Given exercise → Pick out every line of the records that contains the word "wooden", and copy each one. Case counts.

Listed records →
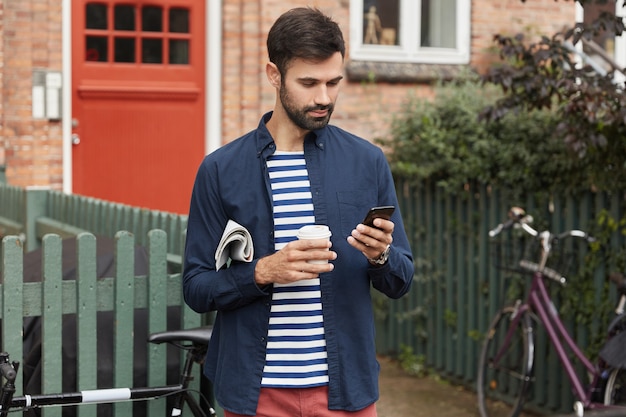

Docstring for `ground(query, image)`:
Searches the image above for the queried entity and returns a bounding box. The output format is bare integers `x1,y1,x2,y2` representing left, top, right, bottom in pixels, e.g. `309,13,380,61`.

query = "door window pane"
85,36,108,62
115,38,135,62
141,6,163,32
85,3,107,29
169,8,189,33
141,39,163,64
113,5,135,30
421,0,456,48
363,0,400,45
170,39,189,64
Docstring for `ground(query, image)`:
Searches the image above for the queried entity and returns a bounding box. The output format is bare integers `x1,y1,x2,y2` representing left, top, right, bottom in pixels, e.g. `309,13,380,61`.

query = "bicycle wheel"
477,307,534,417
604,369,626,407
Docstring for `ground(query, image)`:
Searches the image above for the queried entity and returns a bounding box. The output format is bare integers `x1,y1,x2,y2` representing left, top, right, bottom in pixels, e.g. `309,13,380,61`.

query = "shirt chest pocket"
337,189,377,236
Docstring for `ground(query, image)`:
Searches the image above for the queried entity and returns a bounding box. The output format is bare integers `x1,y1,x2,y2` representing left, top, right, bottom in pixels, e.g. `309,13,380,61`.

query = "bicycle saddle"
148,326,213,345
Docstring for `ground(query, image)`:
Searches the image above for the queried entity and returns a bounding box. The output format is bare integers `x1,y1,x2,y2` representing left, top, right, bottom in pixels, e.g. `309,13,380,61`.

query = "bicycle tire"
604,369,626,407
477,307,534,417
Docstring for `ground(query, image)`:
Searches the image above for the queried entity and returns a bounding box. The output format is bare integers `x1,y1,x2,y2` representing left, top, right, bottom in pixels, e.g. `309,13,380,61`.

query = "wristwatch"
367,245,391,265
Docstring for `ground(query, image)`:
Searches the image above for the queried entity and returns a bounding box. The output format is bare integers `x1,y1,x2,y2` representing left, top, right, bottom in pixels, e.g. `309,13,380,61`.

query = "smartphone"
361,206,396,227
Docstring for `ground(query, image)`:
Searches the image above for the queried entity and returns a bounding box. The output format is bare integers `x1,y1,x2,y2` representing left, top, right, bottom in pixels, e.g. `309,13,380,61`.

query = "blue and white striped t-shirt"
261,152,328,388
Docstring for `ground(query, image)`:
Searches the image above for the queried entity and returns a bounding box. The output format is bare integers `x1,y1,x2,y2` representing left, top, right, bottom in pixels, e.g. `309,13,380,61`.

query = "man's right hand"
254,239,337,285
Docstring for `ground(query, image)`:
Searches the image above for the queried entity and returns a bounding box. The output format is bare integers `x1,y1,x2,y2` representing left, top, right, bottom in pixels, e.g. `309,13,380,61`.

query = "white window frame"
615,1,626,83
350,0,471,64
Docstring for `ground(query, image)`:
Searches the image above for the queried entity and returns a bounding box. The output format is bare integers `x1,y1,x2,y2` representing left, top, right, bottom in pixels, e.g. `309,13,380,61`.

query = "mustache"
304,104,334,112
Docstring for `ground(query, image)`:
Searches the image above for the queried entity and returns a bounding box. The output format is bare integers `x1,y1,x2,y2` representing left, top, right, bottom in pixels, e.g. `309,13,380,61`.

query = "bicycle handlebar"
489,207,596,243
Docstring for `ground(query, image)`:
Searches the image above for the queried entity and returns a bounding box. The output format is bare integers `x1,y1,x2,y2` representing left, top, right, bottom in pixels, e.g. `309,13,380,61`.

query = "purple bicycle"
477,207,626,417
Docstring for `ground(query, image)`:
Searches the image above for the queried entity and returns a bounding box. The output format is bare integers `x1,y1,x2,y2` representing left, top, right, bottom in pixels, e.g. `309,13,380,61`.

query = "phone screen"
362,206,396,227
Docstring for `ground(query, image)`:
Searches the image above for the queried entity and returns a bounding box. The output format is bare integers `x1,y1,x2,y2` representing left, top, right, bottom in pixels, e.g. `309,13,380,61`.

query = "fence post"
41,234,63,417
2,236,24,395
24,187,50,252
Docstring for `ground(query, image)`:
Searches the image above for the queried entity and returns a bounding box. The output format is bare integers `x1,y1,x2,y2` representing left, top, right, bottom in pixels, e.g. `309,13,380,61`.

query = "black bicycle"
0,326,217,417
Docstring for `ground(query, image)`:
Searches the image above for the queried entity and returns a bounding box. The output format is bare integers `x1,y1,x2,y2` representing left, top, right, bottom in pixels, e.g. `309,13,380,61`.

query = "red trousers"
224,386,377,417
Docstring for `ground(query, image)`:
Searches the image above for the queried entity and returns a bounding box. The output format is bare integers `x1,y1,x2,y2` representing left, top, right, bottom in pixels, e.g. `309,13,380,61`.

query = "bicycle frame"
0,327,216,417
494,272,607,408
527,272,604,407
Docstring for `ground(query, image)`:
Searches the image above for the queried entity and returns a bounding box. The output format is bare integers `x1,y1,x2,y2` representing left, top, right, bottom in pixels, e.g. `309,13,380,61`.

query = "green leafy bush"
377,77,592,195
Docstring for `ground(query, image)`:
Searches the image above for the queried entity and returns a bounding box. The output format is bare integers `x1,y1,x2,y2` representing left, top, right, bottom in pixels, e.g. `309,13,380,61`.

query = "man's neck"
266,111,309,152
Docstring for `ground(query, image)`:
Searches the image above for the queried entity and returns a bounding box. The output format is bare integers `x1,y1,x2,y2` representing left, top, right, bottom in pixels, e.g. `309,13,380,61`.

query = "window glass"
170,39,189,64
85,3,107,29
350,0,472,64
169,7,189,33
141,6,163,32
113,5,135,30
363,0,400,45
421,0,456,48
141,39,163,64
85,36,108,62
85,0,189,65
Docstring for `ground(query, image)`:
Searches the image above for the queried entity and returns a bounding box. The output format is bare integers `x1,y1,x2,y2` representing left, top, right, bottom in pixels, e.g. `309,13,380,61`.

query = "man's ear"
265,62,280,88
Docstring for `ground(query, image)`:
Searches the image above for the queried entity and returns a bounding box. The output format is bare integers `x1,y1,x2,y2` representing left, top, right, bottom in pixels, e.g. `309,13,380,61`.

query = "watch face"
374,246,391,265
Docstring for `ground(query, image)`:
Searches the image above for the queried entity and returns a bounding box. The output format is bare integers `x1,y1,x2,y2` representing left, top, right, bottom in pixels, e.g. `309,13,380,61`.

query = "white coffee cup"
298,224,332,264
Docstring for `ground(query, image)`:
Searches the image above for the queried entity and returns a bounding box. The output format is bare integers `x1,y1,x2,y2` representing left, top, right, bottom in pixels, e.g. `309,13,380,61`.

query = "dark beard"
280,84,335,131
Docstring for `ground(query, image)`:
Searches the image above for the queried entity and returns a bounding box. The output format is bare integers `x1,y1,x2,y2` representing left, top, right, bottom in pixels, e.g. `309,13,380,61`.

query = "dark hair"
267,7,346,75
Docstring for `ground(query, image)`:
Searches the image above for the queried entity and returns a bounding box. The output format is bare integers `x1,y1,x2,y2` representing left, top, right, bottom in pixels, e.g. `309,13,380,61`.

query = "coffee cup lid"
298,224,332,239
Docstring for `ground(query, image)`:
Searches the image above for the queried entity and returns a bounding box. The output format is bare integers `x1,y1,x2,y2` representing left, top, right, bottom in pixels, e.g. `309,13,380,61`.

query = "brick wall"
222,0,574,142
0,0,574,189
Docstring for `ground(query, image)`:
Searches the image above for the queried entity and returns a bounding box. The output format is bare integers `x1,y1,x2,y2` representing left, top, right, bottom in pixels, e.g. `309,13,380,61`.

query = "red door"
72,0,205,213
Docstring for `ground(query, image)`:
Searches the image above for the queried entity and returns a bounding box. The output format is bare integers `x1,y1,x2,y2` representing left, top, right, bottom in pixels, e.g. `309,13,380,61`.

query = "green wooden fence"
377,181,626,412
0,184,187,269
0,181,626,412
0,229,205,416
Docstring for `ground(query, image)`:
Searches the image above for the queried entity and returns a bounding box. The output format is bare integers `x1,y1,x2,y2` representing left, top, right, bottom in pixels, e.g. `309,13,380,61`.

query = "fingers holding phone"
348,206,395,259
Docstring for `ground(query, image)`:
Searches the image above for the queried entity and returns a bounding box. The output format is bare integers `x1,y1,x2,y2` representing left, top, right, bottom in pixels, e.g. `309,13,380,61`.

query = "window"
85,2,191,65
350,0,471,64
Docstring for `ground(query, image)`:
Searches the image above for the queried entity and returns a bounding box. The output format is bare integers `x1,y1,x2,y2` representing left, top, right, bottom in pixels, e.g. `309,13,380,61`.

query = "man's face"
280,52,343,130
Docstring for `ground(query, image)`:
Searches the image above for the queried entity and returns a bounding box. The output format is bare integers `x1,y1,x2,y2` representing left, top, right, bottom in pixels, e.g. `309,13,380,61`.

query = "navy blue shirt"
183,112,413,415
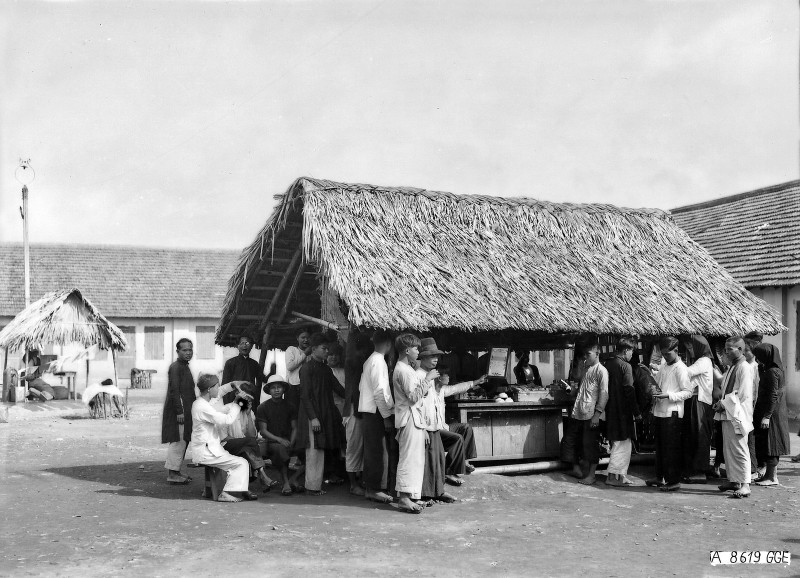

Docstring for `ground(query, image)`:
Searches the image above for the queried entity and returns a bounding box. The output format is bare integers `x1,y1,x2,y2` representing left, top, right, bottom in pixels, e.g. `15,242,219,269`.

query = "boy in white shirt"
645,337,692,492
189,374,258,502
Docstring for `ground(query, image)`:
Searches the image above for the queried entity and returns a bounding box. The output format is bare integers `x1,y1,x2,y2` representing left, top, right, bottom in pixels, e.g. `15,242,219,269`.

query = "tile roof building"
671,181,800,409
0,243,250,391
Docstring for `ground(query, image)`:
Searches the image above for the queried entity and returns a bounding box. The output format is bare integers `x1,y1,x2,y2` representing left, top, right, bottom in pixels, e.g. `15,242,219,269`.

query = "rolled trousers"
198,452,250,492
395,419,427,500
448,423,478,460
439,429,467,475
747,430,758,474
561,416,600,464
344,415,364,473
681,395,714,476
306,421,325,492
361,411,398,492
607,438,633,476
722,420,751,484
422,431,445,498
224,438,264,470
655,411,683,484
164,424,186,472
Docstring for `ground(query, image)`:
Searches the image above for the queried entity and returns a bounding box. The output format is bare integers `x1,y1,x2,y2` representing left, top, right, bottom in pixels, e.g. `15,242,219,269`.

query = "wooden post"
261,245,303,328
258,323,272,375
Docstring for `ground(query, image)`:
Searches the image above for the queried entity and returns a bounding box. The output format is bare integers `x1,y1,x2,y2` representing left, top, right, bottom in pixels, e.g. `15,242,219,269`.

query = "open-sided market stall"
217,178,782,459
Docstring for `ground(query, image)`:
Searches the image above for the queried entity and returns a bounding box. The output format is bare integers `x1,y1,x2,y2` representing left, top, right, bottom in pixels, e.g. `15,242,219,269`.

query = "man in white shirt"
283,331,311,408
645,337,692,492
714,337,753,498
358,329,397,503
681,335,714,484
561,344,608,486
392,333,439,514
211,381,277,494
189,374,258,502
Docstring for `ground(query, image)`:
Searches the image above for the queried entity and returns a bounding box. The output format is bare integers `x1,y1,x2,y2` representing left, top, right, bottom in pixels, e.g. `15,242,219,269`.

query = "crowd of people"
561,333,790,498
162,330,789,506
162,330,486,513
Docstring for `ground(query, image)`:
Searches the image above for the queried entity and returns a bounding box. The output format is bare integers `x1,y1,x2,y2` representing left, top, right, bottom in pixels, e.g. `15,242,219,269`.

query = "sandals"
167,477,192,486
392,504,423,514
366,492,392,504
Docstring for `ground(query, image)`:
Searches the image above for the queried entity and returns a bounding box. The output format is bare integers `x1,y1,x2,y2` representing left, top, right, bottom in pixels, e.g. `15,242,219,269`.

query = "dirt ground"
0,391,800,577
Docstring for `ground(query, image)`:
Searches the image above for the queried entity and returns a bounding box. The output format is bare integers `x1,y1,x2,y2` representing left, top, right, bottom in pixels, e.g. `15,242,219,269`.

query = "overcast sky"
0,0,800,249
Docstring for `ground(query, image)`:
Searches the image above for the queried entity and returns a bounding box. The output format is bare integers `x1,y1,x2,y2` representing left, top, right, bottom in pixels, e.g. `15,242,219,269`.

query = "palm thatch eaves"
217,178,785,343
0,289,128,351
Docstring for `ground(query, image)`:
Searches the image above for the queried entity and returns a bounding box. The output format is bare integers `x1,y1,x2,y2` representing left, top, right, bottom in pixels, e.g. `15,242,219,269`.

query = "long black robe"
605,356,640,442
753,343,791,461
222,354,262,407
161,359,195,444
295,357,347,450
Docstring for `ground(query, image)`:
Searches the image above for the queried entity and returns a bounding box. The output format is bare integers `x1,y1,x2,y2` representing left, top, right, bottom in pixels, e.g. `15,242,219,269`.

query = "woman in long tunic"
753,343,790,486
295,333,347,495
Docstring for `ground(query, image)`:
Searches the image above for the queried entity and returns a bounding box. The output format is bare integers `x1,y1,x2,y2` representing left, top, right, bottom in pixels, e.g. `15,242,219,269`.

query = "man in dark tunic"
296,333,347,496
222,334,263,408
605,337,641,486
161,337,195,484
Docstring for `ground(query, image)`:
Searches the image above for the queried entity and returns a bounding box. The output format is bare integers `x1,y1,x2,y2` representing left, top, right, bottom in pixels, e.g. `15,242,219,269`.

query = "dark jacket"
295,357,347,450
605,356,641,441
222,354,262,408
161,360,195,444
753,343,790,460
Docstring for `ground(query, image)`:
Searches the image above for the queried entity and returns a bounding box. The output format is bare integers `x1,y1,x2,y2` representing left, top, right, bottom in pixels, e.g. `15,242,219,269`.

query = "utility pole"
14,159,36,309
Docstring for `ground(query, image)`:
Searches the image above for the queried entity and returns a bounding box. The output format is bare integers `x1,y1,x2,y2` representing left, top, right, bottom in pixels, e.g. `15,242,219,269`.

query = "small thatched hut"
0,289,127,351
217,178,784,349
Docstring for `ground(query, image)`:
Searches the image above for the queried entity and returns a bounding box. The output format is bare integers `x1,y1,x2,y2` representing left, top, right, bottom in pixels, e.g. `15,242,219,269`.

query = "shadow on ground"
43,461,393,509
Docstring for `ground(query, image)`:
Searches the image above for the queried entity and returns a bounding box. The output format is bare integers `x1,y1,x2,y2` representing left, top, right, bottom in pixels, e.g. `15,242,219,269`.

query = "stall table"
446,399,570,461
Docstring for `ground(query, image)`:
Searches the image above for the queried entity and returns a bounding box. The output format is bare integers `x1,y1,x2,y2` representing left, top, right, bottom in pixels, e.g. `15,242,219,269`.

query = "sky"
0,0,800,249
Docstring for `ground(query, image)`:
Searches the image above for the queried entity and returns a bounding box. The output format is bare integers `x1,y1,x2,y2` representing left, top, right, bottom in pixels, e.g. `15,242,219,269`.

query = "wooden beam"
260,245,303,329
292,311,348,331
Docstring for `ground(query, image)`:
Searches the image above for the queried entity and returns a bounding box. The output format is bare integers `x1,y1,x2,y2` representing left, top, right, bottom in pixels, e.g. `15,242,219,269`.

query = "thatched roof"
0,289,128,351
217,178,783,343
671,181,800,287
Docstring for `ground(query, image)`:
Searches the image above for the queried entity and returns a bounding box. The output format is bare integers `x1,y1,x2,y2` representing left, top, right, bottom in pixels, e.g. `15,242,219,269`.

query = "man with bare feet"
561,344,608,486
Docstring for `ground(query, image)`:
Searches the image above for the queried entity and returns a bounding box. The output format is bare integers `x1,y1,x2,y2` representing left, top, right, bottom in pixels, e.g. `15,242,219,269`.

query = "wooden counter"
446,400,570,461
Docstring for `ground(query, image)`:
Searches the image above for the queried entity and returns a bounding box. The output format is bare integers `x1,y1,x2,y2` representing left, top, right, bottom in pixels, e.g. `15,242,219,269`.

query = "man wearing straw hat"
392,333,439,514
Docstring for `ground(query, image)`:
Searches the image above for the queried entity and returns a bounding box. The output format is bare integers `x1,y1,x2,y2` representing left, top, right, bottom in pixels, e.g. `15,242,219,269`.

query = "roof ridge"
0,241,241,255
669,180,800,215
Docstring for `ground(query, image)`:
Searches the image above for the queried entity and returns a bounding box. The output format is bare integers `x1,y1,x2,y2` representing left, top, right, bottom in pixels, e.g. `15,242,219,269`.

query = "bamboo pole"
292,311,347,331
261,245,303,328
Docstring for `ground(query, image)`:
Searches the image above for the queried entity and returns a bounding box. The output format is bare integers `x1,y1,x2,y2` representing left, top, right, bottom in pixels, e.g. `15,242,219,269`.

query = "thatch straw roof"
217,178,784,343
0,289,128,351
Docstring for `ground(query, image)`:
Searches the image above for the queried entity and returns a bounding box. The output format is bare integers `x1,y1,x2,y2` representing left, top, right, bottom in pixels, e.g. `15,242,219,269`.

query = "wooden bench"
203,466,228,502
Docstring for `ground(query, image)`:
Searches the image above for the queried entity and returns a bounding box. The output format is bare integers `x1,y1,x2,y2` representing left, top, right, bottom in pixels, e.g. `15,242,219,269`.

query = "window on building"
144,327,164,359
194,325,216,359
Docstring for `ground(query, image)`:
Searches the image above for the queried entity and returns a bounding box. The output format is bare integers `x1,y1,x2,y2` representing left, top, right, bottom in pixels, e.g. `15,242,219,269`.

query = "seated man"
435,373,486,486
220,381,277,494
189,373,258,502
256,375,305,496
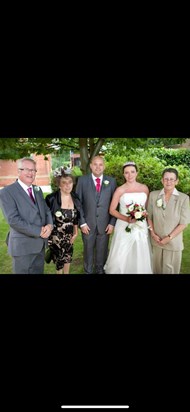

Task response →
query = "green wooden fence"
query = "wooden post"
query = "wooden beam"
query = "wooden counter"
query = "wooden bench"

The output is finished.